Rescale the rows starting at the line that contains "Outline all occurrences of paved road." and ending at the line that contains "[89,231,292,316]", including both of those lines. Write out only these lines, requests included, with every bounding-box coordinate in the answers multiplied by 2.05 and rounded to the nearest whole number, halves rounded up.
***** Material for this task
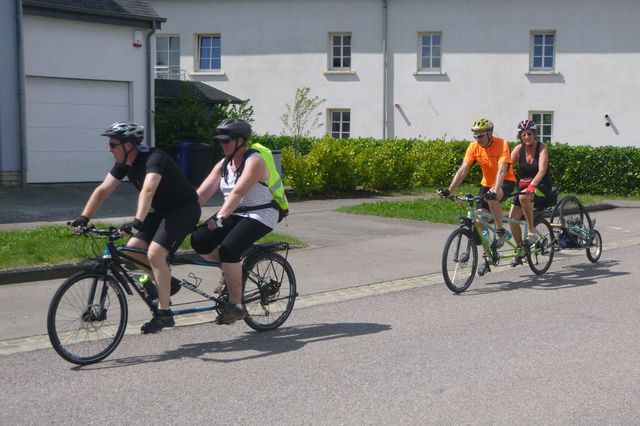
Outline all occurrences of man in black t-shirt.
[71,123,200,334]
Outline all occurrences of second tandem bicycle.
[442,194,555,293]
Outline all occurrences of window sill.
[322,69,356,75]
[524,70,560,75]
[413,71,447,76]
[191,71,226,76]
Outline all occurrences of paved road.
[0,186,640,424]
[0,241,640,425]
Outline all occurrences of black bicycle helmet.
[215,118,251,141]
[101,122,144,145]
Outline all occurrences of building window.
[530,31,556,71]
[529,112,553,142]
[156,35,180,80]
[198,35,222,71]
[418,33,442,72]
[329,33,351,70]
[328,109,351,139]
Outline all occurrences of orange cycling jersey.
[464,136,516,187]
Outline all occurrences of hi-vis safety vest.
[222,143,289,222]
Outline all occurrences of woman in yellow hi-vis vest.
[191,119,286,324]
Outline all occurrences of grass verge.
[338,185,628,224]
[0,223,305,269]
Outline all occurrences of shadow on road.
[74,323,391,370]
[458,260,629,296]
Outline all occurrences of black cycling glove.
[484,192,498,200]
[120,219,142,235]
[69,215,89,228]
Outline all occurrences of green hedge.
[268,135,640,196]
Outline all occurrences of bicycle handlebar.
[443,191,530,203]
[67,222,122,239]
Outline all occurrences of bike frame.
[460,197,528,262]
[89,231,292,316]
**********
***** Material for this task
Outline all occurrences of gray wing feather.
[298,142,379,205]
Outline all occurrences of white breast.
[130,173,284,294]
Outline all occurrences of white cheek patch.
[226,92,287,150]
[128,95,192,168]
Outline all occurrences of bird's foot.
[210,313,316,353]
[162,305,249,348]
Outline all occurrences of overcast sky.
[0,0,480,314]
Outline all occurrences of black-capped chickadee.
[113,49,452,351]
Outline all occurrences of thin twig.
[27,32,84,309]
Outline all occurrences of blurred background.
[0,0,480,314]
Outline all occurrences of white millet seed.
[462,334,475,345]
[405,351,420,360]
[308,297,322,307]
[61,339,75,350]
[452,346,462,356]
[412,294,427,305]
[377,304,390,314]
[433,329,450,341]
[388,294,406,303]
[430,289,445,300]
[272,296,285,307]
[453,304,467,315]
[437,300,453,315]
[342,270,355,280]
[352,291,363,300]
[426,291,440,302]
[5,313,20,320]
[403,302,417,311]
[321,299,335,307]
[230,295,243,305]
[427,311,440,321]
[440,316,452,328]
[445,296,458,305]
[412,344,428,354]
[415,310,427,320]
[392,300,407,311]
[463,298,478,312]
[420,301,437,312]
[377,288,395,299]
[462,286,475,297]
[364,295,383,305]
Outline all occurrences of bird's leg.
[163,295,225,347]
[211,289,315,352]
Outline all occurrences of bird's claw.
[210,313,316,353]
**********
__Solution for this task__.
Outline all occurrences of paved road.
[0,381,1312,869]
[0,494,1312,871]
Outline all occurrences of black bicycle helmet.
[441,242,515,289]
[207,250,295,297]
Outline all occurrences of building window.
[1087,64,1140,146]
[1084,230,1134,291]
[320,72,369,164]
[406,72,455,146]
[857,68,906,148]
[674,68,720,144]
[672,223,720,285]
Outline all occurrences of orange cycling jersey.
[951,279,1058,383]
Outline all occurrences of hi-vis safety vest.
[455,293,592,455]
Outline all occurrences of woman in yellow hi-vis vest.
[392,244,586,664]
Outline all occurrences of grass verge.
[693,379,1287,459]
[0,457,625,551]
Outline all occurrences of shadow on road.
[152,662,802,759]
[939,533,1289,607]
Outline all occurrences of black cycling glove.
[992,394,1021,410]
[246,449,291,482]
[141,441,182,467]
Outline all occurrences of green hedge.
[549,277,1312,402]
Outline all occurrences of bicycle handlebar.
[908,392,1087,416]
[137,455,250,490]
Outline all occurrences of bike frame.
[943,404,1082,537]
[182,474,599,648]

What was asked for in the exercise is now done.